### Excerpt from a dataset

==========

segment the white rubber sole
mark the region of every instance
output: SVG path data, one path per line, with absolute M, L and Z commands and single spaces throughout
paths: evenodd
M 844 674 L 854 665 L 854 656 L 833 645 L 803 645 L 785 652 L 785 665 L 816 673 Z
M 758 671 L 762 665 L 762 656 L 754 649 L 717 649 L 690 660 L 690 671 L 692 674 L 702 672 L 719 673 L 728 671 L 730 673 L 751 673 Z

==========

### Work to complete
Rename "rubber sole" to "shoe sole" throughout the records and reproduce them with nothing else altered.

### Task output
segment the white shoe sole
mark the region of every instance
output: SVG path data, one path per line, with absolute M, L and Z commands and single spaces throughout
paths: evenodd
M 844 674 L 854 665 L 854 656 L 833 645 L 803 645 L 785 652 L 785 665 L 816 673 Z
M 758 671 L 762 665 L 762 656 L 754 649 L 717 649 L 690 660 L 690 671 L 692 674 L 702 672 L 719 673 L 728 671 L 730 673 L 751 673 Z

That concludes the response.